## start Text to read
1. Posted by William Henderson on October 8, 2006 @ 10:22 | Permalink

Usha,

These are hard questions. In my Corporations class (it should be called "Business Associations"), I emphasize that the law is usually much less important than the facts. Unless a third party is involved, the litigants could usually have contracted for a better outcome ex ante, which means that most cases actually contain a business planning lesson. We discuss these at length.

I also make various formation documents available online, such as LLC operating agreement, shareholder agreements, optional arbitration and buy-out clauses, etc.; I am quite explicit that these documents are (or can be), with only a few exceptions, the governing law for any intra-owner disputes. The statutes and cases don't really matter. So transactional lawyering can be quite creative and add lots of value. This is exciting.

My students often write in my evaluations that they liked the transactional flavor of the class. I love teaching Corporations because much of the material is about baking a bigger pie rather than just dividing it.

My Business Planning class, in contrast, is completely problem driven; no cases and no Socratic method, but lots of drafting and client simulation. It is a challenging, labor-intensive, but rewarding class to teach. I would love to compare notes with you on this topic. The HBS materials sound promising. bh.


2. Posted by Jeff Lipshaw on October 8, 2006 @ 10:57 | Permalink

Usha, I started my basic BE I class (agency, partnership, corporations) with a hypothetical (posted in the syllabus) about a start-up on which we spent almost two full classes dealing with the business input and output issues that might affect form of enterprise. I continue to come back to that hypothetical and others throughout.

I also decided not to follow the traditional agency to partnership to LLC to corporation track of the case book, and instead start with a planning like overview of the essence of agency, partnership and corporations, then come back to duties, and then management so that we are talking about all the forms all the time.

I'd be happy to make the materials available to anyone who asks.


3. Posted by Kevin OKeefe on October 8, 2006 @ 12:59 | Permalink

I am a formal trial lawyer (17 years) who is now an entrepreneur founding my second business. Greatest joy founding first company was picking up phone and instead of lawyer threatening this or that, I was talking with other business people, often JD's, about building things.

Getting students exposed to deals being negotiated by Yahoo, Google, and new media companies would turn many students on.

From what I recall, corporations class was not a class focused on negotiating and structuring deals. So another class may be needed.

In addition getting into the class business development people from these companies who have JD's could inspire them. VC's with jd's may also work. In-house counsel may be a possibility but often they are involved more in managing risk and litigation for a company.


4. Posted by Elizabeth Brown on October 8, 2006 @ 15:48 | Permalink

In addition to doing some of things previously mentioned by others here, in my Business Associations class, I divide the students into teams of four and give them a problem that requires them to draft articles of incorporation/certificate of incorporation based on the clients' needs in three jurisdictions, Delaware, Minnesota, and a fictional state that has adopted the MBCA verbatium. They also have to write up a letter to the clients and a bill for the work done.
## end Text to read
## start Collected material
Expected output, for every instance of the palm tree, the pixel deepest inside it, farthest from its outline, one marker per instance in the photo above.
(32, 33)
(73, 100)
## end Collected material
*Direction 1*
In the discussion on teaching business law courses, how many students does Elizabeth Brown put on each team in her Business Associations class?
*Direction 2*
Write the next part of the discussion on teaching business law courses, picking up after its last sentence.

*Task output 1*
Four students per team.

*Task output 2*
This exercise has several goals. First, it gives students a taste of drafting the most basic of corporate documents and tailoring these documents to the demands of a client. Second, it gets them to think about and apply the concepts that we are studying in corporations, like cumulative voting and preemptive rights. Third, it gets them to realize that they cannot just copy a document from one jurisdiction and have it work in another jurisdiction. Fourth, it also forces them to think about the economics of what they are doing, i.e., would a client pay for the number of hours that you have run up to draft these documents? Finally, even though drafting articles would be a single assignment for an individual first year associate, I have them work in teams because the first time that a first year associate drafts articles, they usually are able to get some guidance from other associates about how to do it and letting them work in teams allows them to bounce ideas off one another. In addition, I let them work in teams because I want to emphasize to students that most transactional work, at least at mid-to-large law firms, is done in teams.
I have had a number of students comment on how useful this exercise was for them during their summer associate stints because they had to draft articles to create new corporations for the deals that they worked on.


5. Posted by Eric on October 9, 2006 @ 7:22 | Permalink

At Wisconsin they teach, or taught at least when I was there ('04 grad), a Business Transactions course. It was a full-year course in which students were divided up into corporations (teams of four). Each corp. had to sell one of its divisions and buy another corp's division. We went through due dilligence (e.g., environmental) and negotiations, etc. We did have practicing attorneys come in and talk to us about things like financing, how to deal with intellectual property, etc.

Even though I'm going into litigation, I valued the chance to see how deals get done, even if it was a stipped-down version. There was some talk of coupling the class with something involving MBA students, but I don't know what has come of that.

It may be that it's just better to offer a class like this than to try and teach deal making in a more traditional class.